[START OF Records for this task]
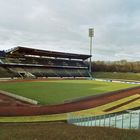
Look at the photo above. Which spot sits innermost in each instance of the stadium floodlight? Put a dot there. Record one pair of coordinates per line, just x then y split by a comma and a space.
91, 34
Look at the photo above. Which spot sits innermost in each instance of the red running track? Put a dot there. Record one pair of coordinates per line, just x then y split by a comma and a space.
90, 102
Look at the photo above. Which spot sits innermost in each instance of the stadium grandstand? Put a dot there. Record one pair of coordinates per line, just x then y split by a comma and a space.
23, 62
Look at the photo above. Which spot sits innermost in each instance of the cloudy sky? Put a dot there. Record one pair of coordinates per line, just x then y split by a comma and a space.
62, 25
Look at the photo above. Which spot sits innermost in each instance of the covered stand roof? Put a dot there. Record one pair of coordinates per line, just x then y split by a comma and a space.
30, 51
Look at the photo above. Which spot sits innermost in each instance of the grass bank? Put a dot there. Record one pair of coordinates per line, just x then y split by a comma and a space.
62, 131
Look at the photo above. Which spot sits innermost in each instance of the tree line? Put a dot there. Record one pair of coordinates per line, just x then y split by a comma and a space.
116, 66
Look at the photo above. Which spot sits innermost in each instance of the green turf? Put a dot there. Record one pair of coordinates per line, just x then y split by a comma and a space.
63, 131
57, 91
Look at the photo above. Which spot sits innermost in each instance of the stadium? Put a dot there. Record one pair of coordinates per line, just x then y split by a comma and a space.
38, 85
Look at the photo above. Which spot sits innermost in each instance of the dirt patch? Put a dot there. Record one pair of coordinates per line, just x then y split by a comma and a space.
68, 107
120, 105
6, 101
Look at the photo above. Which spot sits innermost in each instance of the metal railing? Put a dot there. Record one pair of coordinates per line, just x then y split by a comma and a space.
127, 120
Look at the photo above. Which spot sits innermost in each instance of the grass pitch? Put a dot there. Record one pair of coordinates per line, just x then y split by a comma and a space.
58, 91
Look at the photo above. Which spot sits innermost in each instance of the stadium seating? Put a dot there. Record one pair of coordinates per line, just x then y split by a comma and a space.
31, 63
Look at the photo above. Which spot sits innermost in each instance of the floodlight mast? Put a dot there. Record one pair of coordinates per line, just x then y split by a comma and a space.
91, 35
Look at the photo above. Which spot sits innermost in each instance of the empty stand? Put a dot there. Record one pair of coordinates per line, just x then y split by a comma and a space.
31, 63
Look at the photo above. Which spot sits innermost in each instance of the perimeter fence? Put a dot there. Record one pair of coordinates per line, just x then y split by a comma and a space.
127, 120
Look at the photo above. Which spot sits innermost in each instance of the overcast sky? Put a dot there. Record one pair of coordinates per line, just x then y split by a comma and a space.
62, 25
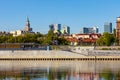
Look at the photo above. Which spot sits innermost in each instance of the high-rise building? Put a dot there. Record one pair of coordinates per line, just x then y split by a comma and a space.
118, 29
108, 27
27, 27
55, 27
65, 30
86, 30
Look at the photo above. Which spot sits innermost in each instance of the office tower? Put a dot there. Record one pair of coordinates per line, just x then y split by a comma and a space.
108, 27
27, 27
55, 27
65, 30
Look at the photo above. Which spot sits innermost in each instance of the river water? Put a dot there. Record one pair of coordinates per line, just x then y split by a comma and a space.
60, 70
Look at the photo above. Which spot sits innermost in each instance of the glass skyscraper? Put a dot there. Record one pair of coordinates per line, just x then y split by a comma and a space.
108, 27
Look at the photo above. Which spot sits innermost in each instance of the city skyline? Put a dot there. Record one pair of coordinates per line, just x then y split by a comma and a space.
75, 13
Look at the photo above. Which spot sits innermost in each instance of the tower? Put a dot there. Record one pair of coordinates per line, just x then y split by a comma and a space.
118, 29
108, 27
27, 27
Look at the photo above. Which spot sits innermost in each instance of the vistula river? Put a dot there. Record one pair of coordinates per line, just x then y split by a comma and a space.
60, 70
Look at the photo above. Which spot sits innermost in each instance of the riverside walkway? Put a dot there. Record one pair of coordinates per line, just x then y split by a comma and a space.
58, 55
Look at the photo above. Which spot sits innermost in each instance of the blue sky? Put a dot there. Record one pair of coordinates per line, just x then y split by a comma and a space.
74, 13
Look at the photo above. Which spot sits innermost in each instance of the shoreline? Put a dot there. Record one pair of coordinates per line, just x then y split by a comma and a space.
58, 55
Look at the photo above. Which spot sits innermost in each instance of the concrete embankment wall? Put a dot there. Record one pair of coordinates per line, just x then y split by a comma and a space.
50, 55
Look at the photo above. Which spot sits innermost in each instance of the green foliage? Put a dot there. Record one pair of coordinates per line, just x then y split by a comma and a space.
47, 39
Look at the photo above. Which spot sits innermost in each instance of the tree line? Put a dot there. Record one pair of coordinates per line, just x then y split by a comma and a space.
44, 39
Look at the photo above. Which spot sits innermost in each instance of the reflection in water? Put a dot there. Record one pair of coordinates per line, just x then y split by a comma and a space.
59, 70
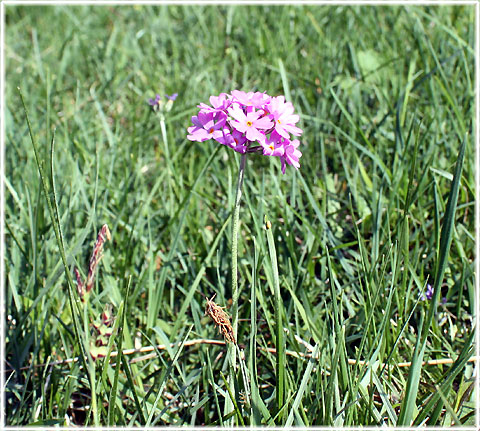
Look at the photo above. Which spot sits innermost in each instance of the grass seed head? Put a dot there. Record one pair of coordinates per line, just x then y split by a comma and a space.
[END OF Records for this task]
Print every entry above again without changing a word, and omit the pictures.

## [Response for this exercise]
Look at the photo above. Which spot sits innermost in each instance of the stadium floodlight? Put a dot there. Record one pair of coordinates per line, just x then y split by a comma and a space.
91, 34
Look at the photo above. Which spot sits innermost in each instance of the red running track? Put a dot there. Record one pair of coordinates per line, just x then y split by a comma and a space.
90, 102
Look at the photo above. Which spot sits innermost in each instance of the stadium grandstand? Put a dot there. Record one pair of coordinates per line, just x then y split by a comma and a space.
23, 62
Look at the photo above. Which spot sits innermost in each instance of the cloudy sky? Put a dot there. Record one pair of coordinates per line, just x then y split by a comma and a space.
62, 25
Look at the photo above. Which spot sits innermost in each instance of the covered stand roof? Put a dot there. Record one pair of coordinates per line, just x then y split by a comma and a space.
30, 51
Look at the photo above. Which spot sits innermost in each instance of the grass bank? Put a dot there. Record one pair of coordinates per line, just x then y split by a comma and a space.
62, 131
Look at the photo above. Which spot sits innermost in each instance of the tree line? Put a dot there. Record one pair of coordinates per line, just x then y split by a comma and a space.
116, 66
Look at the photo above. Which spot sits innermost in each instance of the green turf? Put a dot there. Record one pair of coordinates per line, just x then y split by a comma and a space.
63, 131
57, 91
Look at the photo above. Which spot sits innermost in each instance of the stadium? Put a dot there. Record one pair of coordinates per line, just x then y split by a comma and a space.
38, 85
Look at the photo above. Which spot sits innermost in each instance of the dirt patch? Put a dot there. Record one pair of coordinates per line, just x then y split by a comma and a space.
68, 107
120, 105
6, 101
Look at the photo above. Which spot sits innermost in each instance of the metal railing? Put a dot there. Record one pair of coordinates per line, just x then y split by a comma and a space.
127, 120
Look at the photo above. Which spot sits innermost in each instance of the grass pitch? Put a dot there. Record one pair of coordinates per line, just x then y split by a comma and a space.
58, 91
Look at the photo above. Which spot sits innermost in each instance of the stadium seating? Put a dot there. Record one pair of coordinates per line, just x then y split by a comma and a space.
31, 63
Look at the photo above. Which spot sits innermost in each instance of the floodlight mast? Put a dot there. Record one pair of coordinates per line, just x then y split by a comma and a space.
91, 35
Look at the photo above. Which spot sits innermost in each instance of the empty stand? Put a dot there. Record one pair of coordinates per line, just x then y split by a comma and a space.
31, 63
Look at the photo above. Which spot sits innermost in each instance of the perimeter fence? Put a dot there. Record one pair of coordinates per line, just x then y split by a comma and a space.
127, 120
Look at the photo above. Which spot sits innermost in each instance of the overcast sky? Put a dot there. Record one pair of coordinates per line, just x then y split by a comma and a space.
62, 25
Look at the photo above. Which spot sits innermost in each instance of the high-rise building? Put a dot there. Record one pair of coordinates per line, just x then y split by a comma and a space.
118, 29
108, 27
27, 27
55, 27
65, 30
86, 30
Look at the photo above. Which spot sits innermost in each instance of the office tower? Put a dot there. Record one pair of coordinates per line, just x then y split by a comma and a space.
108, 27
27, 27
55, 27
65, 30
Look at the photo above. Which spot sits innermost in each instance of the river water? Put a dot there. Record one pair of coordinates per line, just x then y split by a comma and a space.
60, 70
Look at the photo above. Which spot sits innermost in each instance of the glass skyscraper? Put a dot there. Record one pair of coordinates per line, just x then y split by a comma and a space.
108, 27
Look at the photo above. Which spot sits innermost in each instance of the city skyline? Put a dot there. Record one pair of coordinates per line, just x then y split by a comma and a space.
75, 13
Look at the photo above. Which spot sits innermost in each instance of the tower? Put a dot there. Record one pair of coordinates per line, just x then y split by a comma and a space.
118, 29
108, 27
27, 27
Look at the photo above. Which spot sits innermost in each instance of the vistula river? Put a dot there. Record one pair of coordinates per line, just x then y split by a comma and a space.
60, 70
Look at the photo above. Which spot sits innermost in each instance of the riverside walkway? Put a dot there. Record one pair of coordinates per line, just x then y split by a comma and a space.
58, 55
Look at the photo above. Which spot sits innermost in each instance of the blue sky? Put a dot there. Record one pair of coordinates per line, just x then y split by a comma and a space.
74, 13
Look at the photo above. Which spot sits innermost in each instance of the shoreline? Put a dot there. Record one pair of coordinates per line, just x then y split by a comma and a space.
58, 55
Look at the photo above. Which spot sits innermost in each instance of the concrete embankment wall? Put a dot there. Record one pair of coordinates per line, just x then y split by a comma and a space.
50, 55
Look at the photo above. Which spot sits innermost in each instance of the green foliage? Put a dot there. Record one pair of coordinates per line, just x then y split by a comma and a space.
47, 39
Look at the photo above. Which spot sits innermost in each instance of the tree line? Put a dot there. Record one pair of coordinates per line, just x then y split by a comma and a space.
44, 39
Look at the photo above. Which spot sits innermost in each instance of the reflection in water? Put a dot there. Record one pair of coordinates per line, just x then y split by a comma and a space.
59, 70
Look at the photo above. Which spot sits innermost in each instance of the grass seed head? Put a dot there. Record one pair of coordinates per line, just x then y split by a comma and a space.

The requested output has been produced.